==== GIVEN DATA

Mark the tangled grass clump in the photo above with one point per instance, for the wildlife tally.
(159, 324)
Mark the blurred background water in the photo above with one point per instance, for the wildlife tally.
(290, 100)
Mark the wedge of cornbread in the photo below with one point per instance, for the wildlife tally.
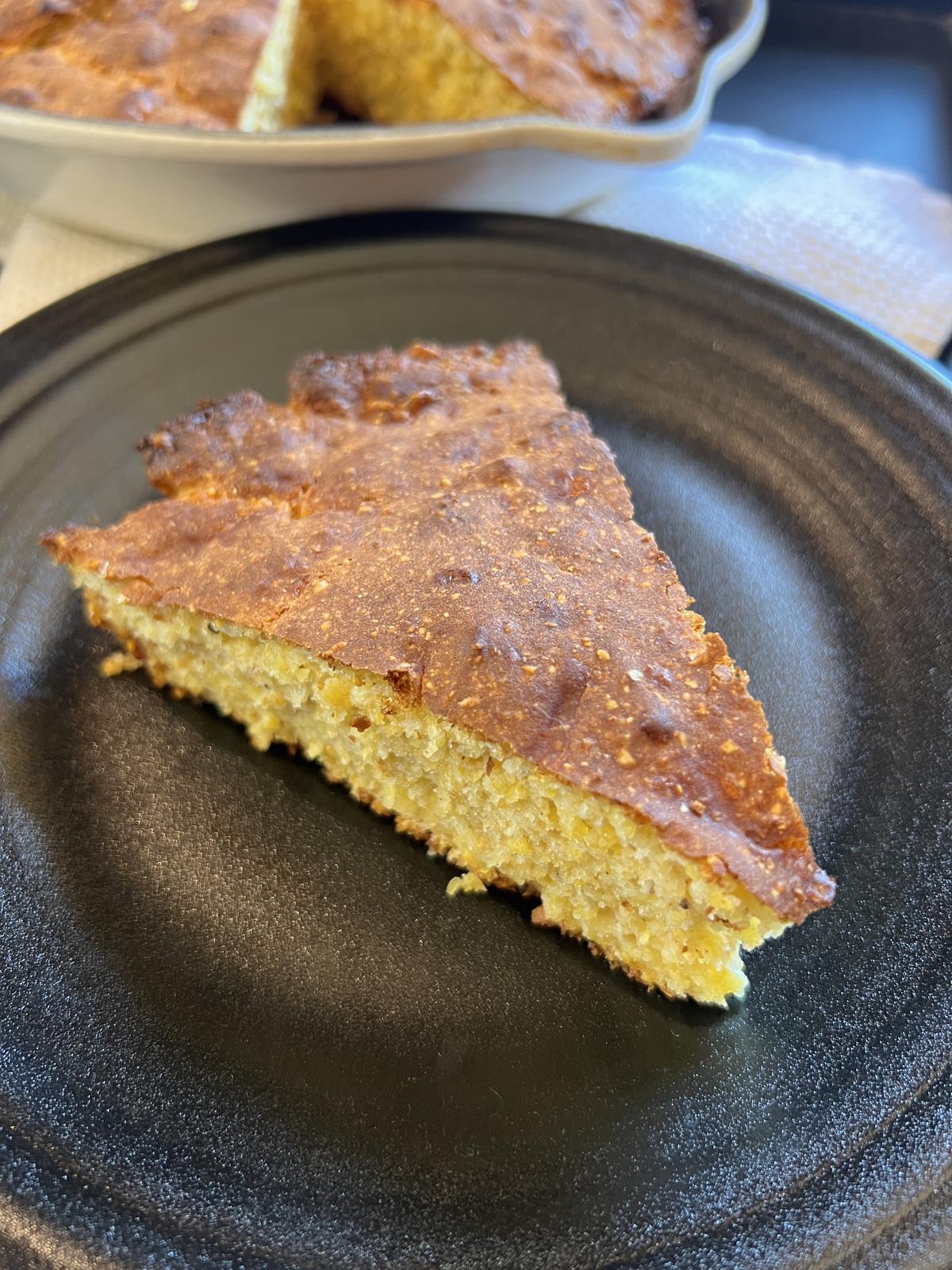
(424, 573)
(597, 61)
(260, 65)
(205, 64)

========

=== EXERCISE INSTRUCTIONS ===
Print every entry verbatim and leave all pictures out.

=== RESPONSE TO THE EXERCISE ===
Mark the tangled grass clump in the photo above with one point per instance, for the wildlife tally.
(159, 324)
Mark the blurred background water in the photo above with one point per instance, for the wildlife tally.
(290, 100)
Mark the wedge of cornbread in the photo below with one point per instance, for the wildlife tally.
(424, 573)
(597, 61)
(260, 65)
(205, 64)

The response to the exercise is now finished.